Reproduce the BioLED passage verbatim, in full, with no changes.

**Extracted text:**
# # # # # # #

Given the stability and efficiency of LEDs over conventional incandescent bulbs, they are used widely world over. The manufacturing of these however involves inorganic components as such as cerium and yttrium which are already in short supply and hence won’t be sustainable for long.

The solution comes forth in the advent of this BioLEDs; which are easy to manufacture, are bio-degradable, and can be efficiently recycled and replaced. They also come with less than 10% loss in luminous efficiency for over 100 hours.

The team said they could combine a blue LED with green and red rubber, or a UV LED with blue, green and red rubber, to emit a pure white light. The luminescent characteristics of the LED remain intact and stable in varied conditions of light, temperature or humidity, the researchers were quoted as saying.

BioLED white light spectrum and picture, showing its quality when possessing a similar component for blue (emission at 450 nm), green (520 nm) and red (630 nm)

With the traditional white LEDs lacking the red component, thus not being able to produce a light that is optimal for eye sight and psychologically affecting the individuals exposed to them for long periods of time, the discovery comes as a major break-through in optoelectronic devices.

Scientists are already working to optimize the thermal stability of the new material for longer operating times. They are also focusing on improving the chemical composition of the polymer matrix for enhanced performance, with the goal of making it easily available for commercial production.

The work was published in the journal Advanced Materials.

# # # # # # #

Point labeling dataset excerpts
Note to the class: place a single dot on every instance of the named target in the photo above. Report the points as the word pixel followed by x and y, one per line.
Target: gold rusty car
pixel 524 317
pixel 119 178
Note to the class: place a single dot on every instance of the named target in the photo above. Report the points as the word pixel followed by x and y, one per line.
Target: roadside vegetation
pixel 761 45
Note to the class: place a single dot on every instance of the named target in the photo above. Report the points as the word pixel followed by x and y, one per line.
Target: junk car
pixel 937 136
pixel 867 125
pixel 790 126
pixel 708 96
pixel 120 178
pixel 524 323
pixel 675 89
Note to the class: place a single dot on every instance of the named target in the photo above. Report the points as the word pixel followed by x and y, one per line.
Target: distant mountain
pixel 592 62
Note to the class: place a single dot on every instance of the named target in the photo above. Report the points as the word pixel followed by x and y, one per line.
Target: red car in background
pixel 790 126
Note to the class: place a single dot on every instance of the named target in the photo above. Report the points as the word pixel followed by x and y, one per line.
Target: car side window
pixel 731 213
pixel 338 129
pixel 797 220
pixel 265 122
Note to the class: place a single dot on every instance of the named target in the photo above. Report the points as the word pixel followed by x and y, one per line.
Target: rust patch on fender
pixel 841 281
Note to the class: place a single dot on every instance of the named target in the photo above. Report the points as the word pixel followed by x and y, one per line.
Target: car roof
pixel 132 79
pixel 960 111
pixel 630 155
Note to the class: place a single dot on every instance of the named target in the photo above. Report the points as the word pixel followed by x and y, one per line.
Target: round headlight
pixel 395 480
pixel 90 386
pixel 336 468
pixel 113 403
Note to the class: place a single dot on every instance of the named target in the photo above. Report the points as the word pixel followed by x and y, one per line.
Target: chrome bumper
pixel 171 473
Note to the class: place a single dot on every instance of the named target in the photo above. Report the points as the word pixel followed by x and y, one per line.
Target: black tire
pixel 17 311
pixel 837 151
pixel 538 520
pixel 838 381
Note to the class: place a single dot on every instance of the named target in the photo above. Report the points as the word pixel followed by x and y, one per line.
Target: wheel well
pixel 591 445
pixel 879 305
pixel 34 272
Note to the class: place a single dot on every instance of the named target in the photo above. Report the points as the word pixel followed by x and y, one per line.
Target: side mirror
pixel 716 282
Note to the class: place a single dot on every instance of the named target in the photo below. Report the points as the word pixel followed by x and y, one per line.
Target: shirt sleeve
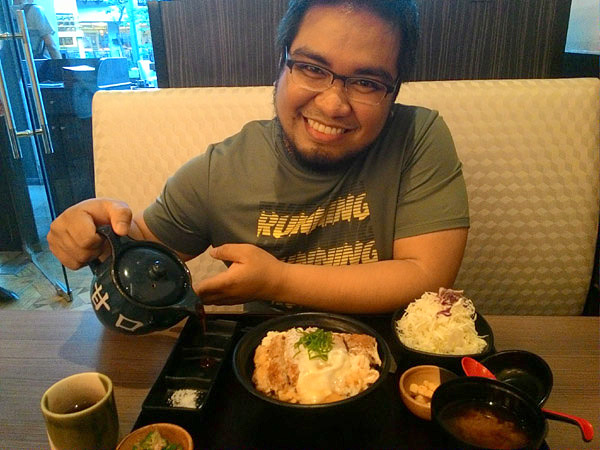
pixel 179 216
pixel 432 195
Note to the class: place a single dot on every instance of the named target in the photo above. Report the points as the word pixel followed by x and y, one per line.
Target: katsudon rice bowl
pixel 311 361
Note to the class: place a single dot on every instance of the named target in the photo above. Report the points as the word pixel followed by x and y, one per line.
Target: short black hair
pixel 401 14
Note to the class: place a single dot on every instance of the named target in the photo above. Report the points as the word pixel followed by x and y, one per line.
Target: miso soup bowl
pixel 509 403
pixel 243 356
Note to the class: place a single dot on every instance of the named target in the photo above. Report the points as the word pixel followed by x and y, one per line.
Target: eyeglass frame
pixel 289 62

# # # # # # #

**Solution below:**
Given the stability and efficiency of LEDs over conventional incandescent bulbs, they are used widely world over. The manufacturing of these however involves inorganic components as such as cerium and yttrium which are already in short supply and hence won’t be sustainable for long.

The solution comes forth in the advent of this BioLEDs; which are easy to manufacture, are bio-degradable, and can be efficiently recycled and replaced. They also come with less than 10% loss in luminous efficiency for over 100 hours.

The team said they could combine a blue LED with green and red rubber, or a UV LED with blue, green and red rubber, to emit a pure white light. The luminescent characteristics of the LED remain intact and stable in varied conditions of light, temperature or humidity, the researchers were quoted as saying.

BioLED white light spectrum and picture, showing its quality when possessing a similar component for blue (emission at 450 nm), green (520 nm) and red (630 nm)

With the traditional white LEDs lacking the red component, thus not being able to produce a light that is optimal for eye sight and psychologically affecting the individuals exposed to them for long periods of time, the discovery comes as a major break-through in optoelectronic devices.

Scientists are already working to optimize the thermal stability of the new material for longer operating times. They are also focusing on improving the chemical composition of the polymer matrix for enhanced performance, with the goal of making it easily available for commercial production.

The work was published in the journal Advanced Materials.